Task requirements: Filter the data below down to the lines that contain the string "nose", keeping each matching line whole. Case counts.

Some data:

-----

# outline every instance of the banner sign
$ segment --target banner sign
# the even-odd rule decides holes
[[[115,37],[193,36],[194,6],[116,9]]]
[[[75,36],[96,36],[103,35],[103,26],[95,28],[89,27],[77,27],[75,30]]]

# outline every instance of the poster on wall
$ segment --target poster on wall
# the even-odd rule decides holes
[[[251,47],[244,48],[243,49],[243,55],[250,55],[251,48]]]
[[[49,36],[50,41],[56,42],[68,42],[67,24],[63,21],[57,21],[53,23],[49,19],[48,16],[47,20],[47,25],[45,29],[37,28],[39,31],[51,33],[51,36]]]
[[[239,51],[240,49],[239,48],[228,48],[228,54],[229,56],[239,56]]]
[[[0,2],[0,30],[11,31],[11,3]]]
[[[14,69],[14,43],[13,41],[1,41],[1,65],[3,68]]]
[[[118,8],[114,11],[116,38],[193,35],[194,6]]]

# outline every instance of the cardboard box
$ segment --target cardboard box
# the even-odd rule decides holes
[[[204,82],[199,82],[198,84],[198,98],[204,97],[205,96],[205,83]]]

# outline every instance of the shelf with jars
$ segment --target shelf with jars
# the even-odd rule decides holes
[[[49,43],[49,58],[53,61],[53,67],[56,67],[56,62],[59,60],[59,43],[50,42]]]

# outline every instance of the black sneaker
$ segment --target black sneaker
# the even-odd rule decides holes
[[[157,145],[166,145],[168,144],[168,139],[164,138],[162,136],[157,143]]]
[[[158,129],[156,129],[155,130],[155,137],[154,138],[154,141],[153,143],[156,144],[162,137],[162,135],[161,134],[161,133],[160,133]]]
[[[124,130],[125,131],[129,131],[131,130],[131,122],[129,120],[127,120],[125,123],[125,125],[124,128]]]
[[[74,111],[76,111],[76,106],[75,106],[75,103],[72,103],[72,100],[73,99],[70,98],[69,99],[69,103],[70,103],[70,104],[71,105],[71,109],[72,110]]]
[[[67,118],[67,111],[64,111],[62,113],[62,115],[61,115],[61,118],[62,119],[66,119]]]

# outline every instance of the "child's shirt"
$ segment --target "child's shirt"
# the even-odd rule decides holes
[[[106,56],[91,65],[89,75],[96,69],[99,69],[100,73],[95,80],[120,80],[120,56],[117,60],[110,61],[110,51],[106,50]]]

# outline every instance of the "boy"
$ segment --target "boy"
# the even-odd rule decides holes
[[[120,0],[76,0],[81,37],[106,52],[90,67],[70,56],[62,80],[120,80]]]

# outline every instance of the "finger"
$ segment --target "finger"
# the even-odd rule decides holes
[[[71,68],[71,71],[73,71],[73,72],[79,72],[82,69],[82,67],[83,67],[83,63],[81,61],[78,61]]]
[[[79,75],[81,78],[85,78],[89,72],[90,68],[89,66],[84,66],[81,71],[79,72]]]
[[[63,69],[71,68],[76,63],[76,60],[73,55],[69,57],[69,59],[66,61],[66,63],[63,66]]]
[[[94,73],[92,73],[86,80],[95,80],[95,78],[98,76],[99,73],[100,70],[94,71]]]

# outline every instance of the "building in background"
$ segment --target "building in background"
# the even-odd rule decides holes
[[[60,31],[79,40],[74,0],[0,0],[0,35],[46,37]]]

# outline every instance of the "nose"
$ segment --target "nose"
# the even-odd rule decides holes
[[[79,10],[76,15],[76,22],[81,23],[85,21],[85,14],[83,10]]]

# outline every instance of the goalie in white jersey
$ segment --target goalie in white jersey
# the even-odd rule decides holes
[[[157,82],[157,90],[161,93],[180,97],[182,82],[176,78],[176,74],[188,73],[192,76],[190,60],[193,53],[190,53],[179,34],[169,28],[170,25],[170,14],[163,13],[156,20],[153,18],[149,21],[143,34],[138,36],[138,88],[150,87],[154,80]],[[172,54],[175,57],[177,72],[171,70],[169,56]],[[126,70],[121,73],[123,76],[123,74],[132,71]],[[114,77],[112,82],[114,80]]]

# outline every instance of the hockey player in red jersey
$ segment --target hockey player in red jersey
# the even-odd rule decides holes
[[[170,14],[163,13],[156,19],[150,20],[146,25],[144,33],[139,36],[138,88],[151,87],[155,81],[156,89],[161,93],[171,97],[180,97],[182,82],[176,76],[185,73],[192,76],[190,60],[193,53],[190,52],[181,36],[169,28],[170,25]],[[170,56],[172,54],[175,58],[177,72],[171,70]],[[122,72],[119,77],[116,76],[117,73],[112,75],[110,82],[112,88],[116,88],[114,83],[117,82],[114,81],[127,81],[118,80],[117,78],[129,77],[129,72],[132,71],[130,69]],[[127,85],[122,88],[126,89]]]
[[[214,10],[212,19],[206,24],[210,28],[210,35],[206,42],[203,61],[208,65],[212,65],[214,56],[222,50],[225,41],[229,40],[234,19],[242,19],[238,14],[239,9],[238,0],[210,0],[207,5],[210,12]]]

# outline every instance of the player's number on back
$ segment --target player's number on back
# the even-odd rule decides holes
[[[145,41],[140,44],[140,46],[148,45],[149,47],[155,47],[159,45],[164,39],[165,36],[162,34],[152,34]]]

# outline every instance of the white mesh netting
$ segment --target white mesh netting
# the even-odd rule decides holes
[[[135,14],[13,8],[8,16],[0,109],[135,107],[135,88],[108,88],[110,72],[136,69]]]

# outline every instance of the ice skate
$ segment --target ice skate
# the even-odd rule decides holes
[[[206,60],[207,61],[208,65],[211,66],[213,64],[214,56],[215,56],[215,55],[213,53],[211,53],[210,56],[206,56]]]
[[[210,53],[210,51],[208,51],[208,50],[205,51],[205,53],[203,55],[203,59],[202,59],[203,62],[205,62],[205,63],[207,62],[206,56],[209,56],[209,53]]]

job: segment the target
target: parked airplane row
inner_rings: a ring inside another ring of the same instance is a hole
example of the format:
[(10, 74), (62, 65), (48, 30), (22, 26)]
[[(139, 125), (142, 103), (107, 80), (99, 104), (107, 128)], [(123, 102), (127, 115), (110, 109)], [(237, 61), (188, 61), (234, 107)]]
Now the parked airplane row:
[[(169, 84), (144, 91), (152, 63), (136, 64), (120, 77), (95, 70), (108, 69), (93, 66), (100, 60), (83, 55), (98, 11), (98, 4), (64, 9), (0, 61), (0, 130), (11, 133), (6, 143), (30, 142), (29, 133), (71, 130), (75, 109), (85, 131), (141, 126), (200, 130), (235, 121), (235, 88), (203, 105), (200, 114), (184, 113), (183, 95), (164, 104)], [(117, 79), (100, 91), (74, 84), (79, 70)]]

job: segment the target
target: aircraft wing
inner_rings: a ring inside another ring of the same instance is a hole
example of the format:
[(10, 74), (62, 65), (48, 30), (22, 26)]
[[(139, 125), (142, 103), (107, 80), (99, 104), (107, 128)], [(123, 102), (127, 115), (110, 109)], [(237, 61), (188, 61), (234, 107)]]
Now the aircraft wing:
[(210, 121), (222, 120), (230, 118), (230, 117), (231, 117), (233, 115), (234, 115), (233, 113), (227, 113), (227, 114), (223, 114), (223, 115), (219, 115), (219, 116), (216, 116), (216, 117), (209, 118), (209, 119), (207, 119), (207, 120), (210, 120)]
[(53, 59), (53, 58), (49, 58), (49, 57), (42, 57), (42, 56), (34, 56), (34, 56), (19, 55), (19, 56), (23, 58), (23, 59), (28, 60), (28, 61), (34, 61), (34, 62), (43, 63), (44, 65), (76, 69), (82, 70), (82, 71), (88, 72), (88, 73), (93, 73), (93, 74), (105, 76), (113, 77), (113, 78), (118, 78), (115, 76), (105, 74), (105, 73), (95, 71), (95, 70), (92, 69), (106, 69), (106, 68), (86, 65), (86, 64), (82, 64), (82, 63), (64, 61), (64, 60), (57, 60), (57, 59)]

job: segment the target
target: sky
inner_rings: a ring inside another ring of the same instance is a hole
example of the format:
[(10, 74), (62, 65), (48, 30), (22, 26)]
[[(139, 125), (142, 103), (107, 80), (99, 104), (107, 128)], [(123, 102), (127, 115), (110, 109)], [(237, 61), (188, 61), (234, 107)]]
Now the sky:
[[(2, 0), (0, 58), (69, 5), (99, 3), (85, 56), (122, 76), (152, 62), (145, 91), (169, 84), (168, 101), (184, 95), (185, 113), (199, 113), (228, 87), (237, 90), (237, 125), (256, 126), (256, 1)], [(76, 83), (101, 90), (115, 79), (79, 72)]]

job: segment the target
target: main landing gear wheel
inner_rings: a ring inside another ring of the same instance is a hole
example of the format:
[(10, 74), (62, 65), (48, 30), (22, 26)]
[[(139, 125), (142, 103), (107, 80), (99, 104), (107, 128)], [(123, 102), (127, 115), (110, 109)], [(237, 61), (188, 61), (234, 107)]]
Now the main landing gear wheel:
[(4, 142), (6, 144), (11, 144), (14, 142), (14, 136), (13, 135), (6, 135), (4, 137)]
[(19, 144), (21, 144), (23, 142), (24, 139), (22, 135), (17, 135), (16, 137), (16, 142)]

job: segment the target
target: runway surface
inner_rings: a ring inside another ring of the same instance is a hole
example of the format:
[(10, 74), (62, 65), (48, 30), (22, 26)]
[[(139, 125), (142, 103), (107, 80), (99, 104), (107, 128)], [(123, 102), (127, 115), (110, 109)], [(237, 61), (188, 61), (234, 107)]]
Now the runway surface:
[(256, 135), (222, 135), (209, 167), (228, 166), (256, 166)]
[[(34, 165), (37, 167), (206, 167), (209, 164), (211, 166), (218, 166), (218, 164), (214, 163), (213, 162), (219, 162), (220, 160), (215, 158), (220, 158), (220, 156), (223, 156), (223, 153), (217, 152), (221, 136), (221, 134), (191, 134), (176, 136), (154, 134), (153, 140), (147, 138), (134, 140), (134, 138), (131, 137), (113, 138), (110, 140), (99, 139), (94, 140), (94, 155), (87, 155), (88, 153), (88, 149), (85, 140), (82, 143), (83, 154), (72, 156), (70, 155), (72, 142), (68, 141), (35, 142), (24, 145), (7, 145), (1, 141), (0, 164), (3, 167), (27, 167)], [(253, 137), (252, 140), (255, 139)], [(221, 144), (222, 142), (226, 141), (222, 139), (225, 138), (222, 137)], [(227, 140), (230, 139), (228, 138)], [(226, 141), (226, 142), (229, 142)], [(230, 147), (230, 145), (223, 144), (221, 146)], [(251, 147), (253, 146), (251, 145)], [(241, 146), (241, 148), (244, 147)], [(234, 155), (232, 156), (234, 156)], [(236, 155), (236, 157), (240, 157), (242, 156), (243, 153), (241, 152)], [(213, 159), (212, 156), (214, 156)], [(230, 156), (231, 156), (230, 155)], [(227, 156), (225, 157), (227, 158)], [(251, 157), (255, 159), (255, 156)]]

-----

Exercise result:
# outline every instance of the "nose"
$ segment --target "nose"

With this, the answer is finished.